DIRECTIONS FOR THIS TASK
Could you copy out all of the data below word for word, leaving the pictures out?

══ EXCERPTED DATA ══

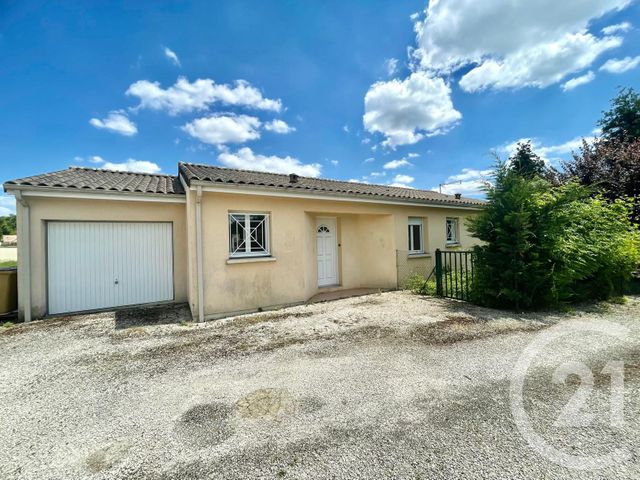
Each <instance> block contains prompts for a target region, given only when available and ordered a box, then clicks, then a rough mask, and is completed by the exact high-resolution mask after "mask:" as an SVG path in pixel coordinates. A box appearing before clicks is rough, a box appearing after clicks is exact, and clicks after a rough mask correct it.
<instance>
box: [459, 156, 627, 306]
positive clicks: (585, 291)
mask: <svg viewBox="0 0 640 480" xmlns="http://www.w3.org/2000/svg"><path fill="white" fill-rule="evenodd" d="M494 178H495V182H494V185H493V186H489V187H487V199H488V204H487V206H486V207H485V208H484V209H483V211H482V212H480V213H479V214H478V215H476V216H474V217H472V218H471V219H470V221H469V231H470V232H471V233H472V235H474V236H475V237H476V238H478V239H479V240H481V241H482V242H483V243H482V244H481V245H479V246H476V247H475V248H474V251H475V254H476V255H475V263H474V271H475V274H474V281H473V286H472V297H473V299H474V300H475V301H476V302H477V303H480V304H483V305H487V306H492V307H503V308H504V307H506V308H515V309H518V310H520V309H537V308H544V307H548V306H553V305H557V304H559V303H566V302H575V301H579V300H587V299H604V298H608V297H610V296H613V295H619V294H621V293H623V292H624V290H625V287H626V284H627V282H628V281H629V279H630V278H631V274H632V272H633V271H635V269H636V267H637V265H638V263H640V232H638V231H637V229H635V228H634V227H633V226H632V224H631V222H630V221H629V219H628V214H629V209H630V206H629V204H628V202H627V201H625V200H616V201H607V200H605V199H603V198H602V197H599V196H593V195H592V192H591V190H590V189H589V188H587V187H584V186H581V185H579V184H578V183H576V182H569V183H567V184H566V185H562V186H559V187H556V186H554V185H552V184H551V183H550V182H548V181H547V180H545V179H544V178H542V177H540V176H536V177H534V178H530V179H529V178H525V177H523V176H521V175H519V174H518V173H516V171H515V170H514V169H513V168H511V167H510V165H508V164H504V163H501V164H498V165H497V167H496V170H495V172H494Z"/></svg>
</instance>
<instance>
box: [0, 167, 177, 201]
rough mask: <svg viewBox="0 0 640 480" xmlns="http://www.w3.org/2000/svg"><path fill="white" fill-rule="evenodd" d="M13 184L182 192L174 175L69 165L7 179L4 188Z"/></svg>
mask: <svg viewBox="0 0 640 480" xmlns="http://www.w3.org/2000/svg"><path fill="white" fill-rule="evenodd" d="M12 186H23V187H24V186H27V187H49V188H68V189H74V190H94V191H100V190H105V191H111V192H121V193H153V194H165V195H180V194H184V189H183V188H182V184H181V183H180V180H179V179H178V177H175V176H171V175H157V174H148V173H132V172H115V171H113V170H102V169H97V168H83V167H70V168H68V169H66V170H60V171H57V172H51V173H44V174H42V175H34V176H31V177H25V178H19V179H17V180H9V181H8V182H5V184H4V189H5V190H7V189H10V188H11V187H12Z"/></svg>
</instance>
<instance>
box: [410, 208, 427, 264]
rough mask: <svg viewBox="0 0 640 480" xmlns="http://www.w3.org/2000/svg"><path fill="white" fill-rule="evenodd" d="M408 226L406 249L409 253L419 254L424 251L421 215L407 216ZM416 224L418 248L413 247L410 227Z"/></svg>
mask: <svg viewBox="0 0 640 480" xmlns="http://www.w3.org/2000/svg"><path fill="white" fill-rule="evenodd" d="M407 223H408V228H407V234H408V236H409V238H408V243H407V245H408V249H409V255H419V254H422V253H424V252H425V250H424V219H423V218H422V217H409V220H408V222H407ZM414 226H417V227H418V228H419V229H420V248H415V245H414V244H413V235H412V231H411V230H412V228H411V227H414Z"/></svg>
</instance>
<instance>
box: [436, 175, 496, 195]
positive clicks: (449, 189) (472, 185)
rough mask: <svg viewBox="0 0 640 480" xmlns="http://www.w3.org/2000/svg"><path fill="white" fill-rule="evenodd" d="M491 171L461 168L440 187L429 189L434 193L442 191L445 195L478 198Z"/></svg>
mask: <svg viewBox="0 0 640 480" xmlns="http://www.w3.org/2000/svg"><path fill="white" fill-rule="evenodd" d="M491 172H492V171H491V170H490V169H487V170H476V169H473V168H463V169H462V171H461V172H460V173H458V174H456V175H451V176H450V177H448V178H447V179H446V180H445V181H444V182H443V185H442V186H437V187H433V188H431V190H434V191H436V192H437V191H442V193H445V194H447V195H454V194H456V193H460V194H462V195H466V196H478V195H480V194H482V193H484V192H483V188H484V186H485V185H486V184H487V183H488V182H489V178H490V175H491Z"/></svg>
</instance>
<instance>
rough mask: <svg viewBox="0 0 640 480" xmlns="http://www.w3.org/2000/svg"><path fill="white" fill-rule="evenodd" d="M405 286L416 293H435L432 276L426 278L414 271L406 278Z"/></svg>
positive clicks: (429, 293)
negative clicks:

═══

RESULT
Each <instance> block contains prompts for a target region, given only when available and ordered a box, then clicks, then a rough mask, and is completed by the exact high-resolution mask after "mask:" as an SVG path in pixel coordinates. A box appearing before clicks is rough, a box appearing after clicks is exact, and clicks after a rough mask correct it.
<instance>
box: [459, 156, 627, 306]
positive clicks: (585, 291)
mask: <svg viewBox="0 0 640 480" xmlns="http://www.w3.org/2000/svg"><path fill="white" fill-rule="evenodd" d="M494 178H495V182H494V185H493V186H489V187H487V199H488V204H487V206H486V207H485V208H484V209H483V211H482V212H480V213H479V214H478V215H476V216H474V217H472V218H471V219H470V221H469V231H470V232H471V233H472V235H474V236H475V237H476V238H478V239H479V240H481V241H482V242H483V243H482V244H481V245H479V246H476V247H475V248H474V251H475V254H476V255H475V263H474V271H475V274H474V281H473V286H472V297H473V299H474V300H475V301H476V302H477V303H480V304H483V305H487V306H492V307H503V308H504V307H506V308H515V309H518V310H520V309H537V308H544V307H548V306H553V305H557V304H559V303H566V302H575V301H579V300H587V299H604V298H608V297H610V296H613V295H619V294H621V293H623V292H624V290H625V287H626V284H627V282H628V281H629V279H630V278H631V274H632V272H633V271H635V269H636V267H637V265H638V263H640V232H638V231H637V229H635V228H634V227H633V226H632V224H631V222H630V221H629V219H628V214H629V209H630V206H629V204H628V202H627V201H625V200H616V201H607V200H605V199H603V198H602V197H599V196H593V195H592V192H591V190H590V189H589V188H587V187H584V186H581V185H579V184H578V183H576V182H569V183H567V184H566V185H562V186H559V187H556V186H554V185H552V184H551V183H550V182H548V181H547V180H545V179H544V178H542V177H540V176H536V177H534V178H530V179H529V178H525V177H523V176H521V175H519V174H518V173H516V171H515V170H514V169H513V168H511V167H510V165H508V164H504V163H501V164H498V165H497V167H496V170H495V172H494Z"/></svg>
</instance>
<instance>
box: [0, 167, 177, 201]
rough mask: <svg viewBox="0 0 640 480" xmlns="http://www.w3.org/2000/svg"><path fill="white" fill-rule="evenodd" d="M13 184L182 192L174 175L69 165L7 179L4 188Z"/></svg>
mask: <svg viewBox="0 0 640 480" xmlns="http://www.w3.org/2000/svg"><path fill="white" fill-rule="evenodd" d="M12 186H23V187H24V186H27V187H49V188H68V189H74V190H94V191H100V190H105V191H111V192H121V193H153V194H165V195H180V194H184V189H183V188H182V184H181V183H180V180H179V179H178V177H175V176H171V175H157V174H148V173H132V172H115V171H113V170H102V169H97V168H83V167H70V168H68V169H66V170H60V171H57V172H51V173H44V174H42V175H34V176H31V177H25V178H19V179H17V180H9V181H8V182H5V184H4V189H5V190H7V189H10V188H11V187H12Z"/></svg>
</instance>
<instance>
box: [410, 208, 427, 264]
rough mask: <svg viewBox="0 0 640 480" xmlns="http://www.w3.org/2000/svg"><path fill="white" fill-rule="evenodd" d="M408 226L406 249L409 253L419 254L424 251L421 215L407 216ZM416 224L418 248L413 247L410 227Z"/></svg>
mask: <svg viewBox="0 0 640 480" xmlns="http://www.w3.org/2000/svg"><path fill="white" fill-rule="evenodd" d="M407 223H408V228H407V234H408V236H409V238H408V243H407V245H408V249H409V255H419V254H422V253H424V252H425V250H424V219H423V218H422V217H409V220H408V222H407ZM414 226H417V227H418V228H419V229H420V248H415V245H414V244H413V235H412V231H411V230H412V228H411V227H414Z"/></svg>
</instance>
<instance>
box: [436, 175, 496, 195]
positive clicks: (449, 189) (472, 185)
rough mask: <svg viewBox="0 0 640 480" xmlns="http://www.w3.org/2000/svg"><path fill="white" fill-rule="evenodd" d="M491 171L461 168L440 187L429 189L434 193L442 191L445 195L478 198Z"/></svg>
mask: <svg viewBox="0 0 640 480" xmlns="http://www.w3.org/2000/svg"><path fill="white" fill-rule="evenodd" d="M491 172H492V171H491V170H490V169H487V170H476V169H473V168H463V169H462V171H461V172H460V173H458V174H456V175H451V176H450V177H448V178H447V179H446V180H445V181H444V182H443V185H442V186H437V187H433V188H431V190H434V191H436V192H437V191H442V193H445V194H447V195H454V194H456V193H460V194H462V195H466V196H478V195H480V194H482V193H484V192H483V188H484V186H485V185H486V184H487V183H488V182H489V178H490V175H491Z"/></svg>
</instance>
<instance>
rough mask: <svg viewBox="0 0 640 480" xmlns="http://www.w3.org/2000/svg"><path fill="white" fill-rule="evenodd" d="M405 286L416 293H435L432 276L426 278L414 271L406 278Z"/></svg>
positive clicks: (429, 293)
negative clicks:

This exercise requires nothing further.